:: Document ::
Syllabus for MA 573 Qualitative Theory of Ordinary Differential Equations

Syllabus for MA 573 Qualitative Theory of Ordinary Differential Equations, Fall 2019

Course Information

Lecturer: Ryan Goh

Email: rgoh@bu.edu
Office: MCS 243
Office Hours: Wednesday 11:00am - 12pm, Thursday 10am-12pm or by appointment.
Web page: http://math.bu.edu/people/rgoh/

Lectures:

Time: Monday,Wednesday,Friday, 10:10am-11:00 am;
Location: CAS 221

Textbook:

"Differential Equations, Dynamical Systems, and an Introduction to Chaos" by Morris W. Hirsch, Stephen Smale, Robert L. Devaney; 3rd Edition. ISBN: 978-0123820105. A copy is on reserve at the BU Science and Engineering library

Course Webpage:

math.bu.edu/people/rgoh/teaching/ma573-fs19/course-page.html

Course Description:

An introductory course in nonlinear dynamical systems. We shall focus on how to qualitatively analyze solutions of ordinary differential equations, even when solutions cannot be explicitly written down. I will assume that you have a background in Calculus, up to and including Multivariable Calculus (BU's MA 123-124-225 or 230), linear algebra (BU's MA 242 or 442) and that you have had a "Sophomore level" differential equations class (at the level of BU's MA 226 or MA 231). Necessary topics and tools from these fields will be reviewed, and sometimes extended as needed. If you want any extra references to help review these topics please do not hesitate to contact me!

Our course will be divided into roughly 3 parts.

:: Provided records ::
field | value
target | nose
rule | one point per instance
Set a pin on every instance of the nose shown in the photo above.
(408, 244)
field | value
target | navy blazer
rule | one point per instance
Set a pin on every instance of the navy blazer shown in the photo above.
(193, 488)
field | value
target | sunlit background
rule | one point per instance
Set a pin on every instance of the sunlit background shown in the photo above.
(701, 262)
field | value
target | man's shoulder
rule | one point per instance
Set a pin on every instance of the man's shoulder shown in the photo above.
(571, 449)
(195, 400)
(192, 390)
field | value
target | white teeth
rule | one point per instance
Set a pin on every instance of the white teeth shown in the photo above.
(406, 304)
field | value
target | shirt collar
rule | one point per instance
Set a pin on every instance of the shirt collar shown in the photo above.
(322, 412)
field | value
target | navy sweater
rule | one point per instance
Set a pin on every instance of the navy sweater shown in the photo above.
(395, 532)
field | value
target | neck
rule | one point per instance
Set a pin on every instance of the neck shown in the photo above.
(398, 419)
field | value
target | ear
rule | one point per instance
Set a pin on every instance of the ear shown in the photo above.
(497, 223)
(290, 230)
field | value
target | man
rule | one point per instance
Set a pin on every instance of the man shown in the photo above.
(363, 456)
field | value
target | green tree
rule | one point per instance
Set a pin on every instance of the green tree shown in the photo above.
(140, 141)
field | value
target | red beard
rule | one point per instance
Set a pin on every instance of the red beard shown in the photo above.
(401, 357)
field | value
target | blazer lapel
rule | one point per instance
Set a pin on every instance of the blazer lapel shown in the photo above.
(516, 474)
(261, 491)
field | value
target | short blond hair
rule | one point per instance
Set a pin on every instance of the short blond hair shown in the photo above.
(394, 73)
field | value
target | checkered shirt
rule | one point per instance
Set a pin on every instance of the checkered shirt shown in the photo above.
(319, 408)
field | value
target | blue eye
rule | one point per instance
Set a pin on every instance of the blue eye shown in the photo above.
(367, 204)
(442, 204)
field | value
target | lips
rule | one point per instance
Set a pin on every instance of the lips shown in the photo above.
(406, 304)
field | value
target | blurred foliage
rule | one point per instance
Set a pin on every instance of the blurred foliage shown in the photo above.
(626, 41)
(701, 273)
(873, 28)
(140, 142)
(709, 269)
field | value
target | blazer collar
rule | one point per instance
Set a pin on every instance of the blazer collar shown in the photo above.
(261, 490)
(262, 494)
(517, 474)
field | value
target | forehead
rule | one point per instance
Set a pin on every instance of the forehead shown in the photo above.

==

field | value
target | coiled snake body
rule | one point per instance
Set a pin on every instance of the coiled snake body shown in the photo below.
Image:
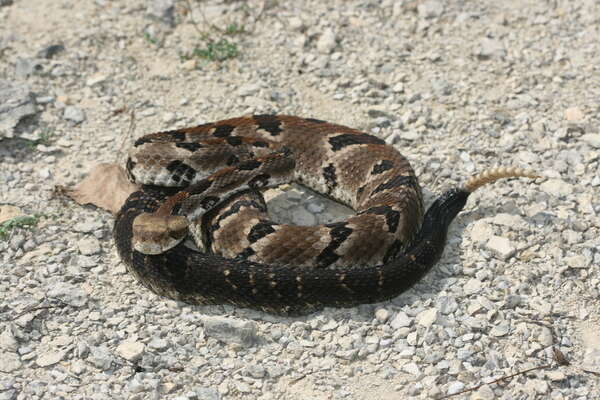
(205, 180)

:: Exercises ::
a - Answer these from the course syllabus:
(i) In which room is the lecturer's office?
(ii) Where are the lectures held?
(iii) At which library is a copy of the textbook on reserve?
b - Put this sentence from the course syllabus into Spanish: "Necessary topics and tools from these fields will be reviewed, and sometimes extended as needed."
c - Write the next part of the course syllabus, picking up after its last sentence.
The rows aren't needed here.

:: Answers for the exercise ::
a -
(i) MCS 243
(ii) CAS 221
(iii) The BU Science and Engineering library

b - Los temas y las herramientas necesarios de estos campos se repasarán y, en ocasiones, se ampliarán según sea necesario.

c -
1-D systems, 2-D linear systems, linear algebra and solving/analyzing general linear systems,
Nonlinear systems, bifurcations, closed orbits, and limit sets.
Chaos, applications, and interesting areas of Dynamical Systems

Roughly our course schedule, subject to student interests and class pace, will be as follows

Week 1: Chapter 1, Fundamental concepts in one-dimensional ODEs
Week 2: Chapter 2, Planar linear systems
Week 3: Chapter 3, Classification of linear systems, trace-determinant plane
Week 4: Chapter 4 and 5, Dynamical systems
Week 5: Chapter 5, General concepts from linear algebra
Week 6: Chapter 6, Solving general linear systems
Week 7: (No class on Monday 10/14, subsitute with class on Tuesday 10/15) Chapter 7, Intro to nonlinear systems, existence and uniqueness
Week 8: Chapter 7, More on existence, uniqueness, dependence on initial data
Week 9: Chapter 8, Fundamentals of local nonlinear analysis (sources and sinks, linearization, invariant manifolds, stability,)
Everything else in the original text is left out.